> ABOUT THIS EXERCISE
Repeat the listing beneath this line exactly, keeping every character.

> EXERCISE MATERIAL
○ ○ ○ ○ ○

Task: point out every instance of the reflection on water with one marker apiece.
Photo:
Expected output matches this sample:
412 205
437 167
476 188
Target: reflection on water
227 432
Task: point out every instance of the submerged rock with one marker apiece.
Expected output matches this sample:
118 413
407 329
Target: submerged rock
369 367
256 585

○ ○ ○ ○ ○

> ANSWER TO THIS TASK
Task: point out every instance of the reflection on water with one marker apiece.
Photo:
Expected output matches this sample:
412 205
437 167
476 188
Target: reflection on water
227 432
Task: point out every instance of the submerged rock with one marker apiece.
Expected output matches this sample:
118 413
407 329
Target: submerged rock
369 367
256 585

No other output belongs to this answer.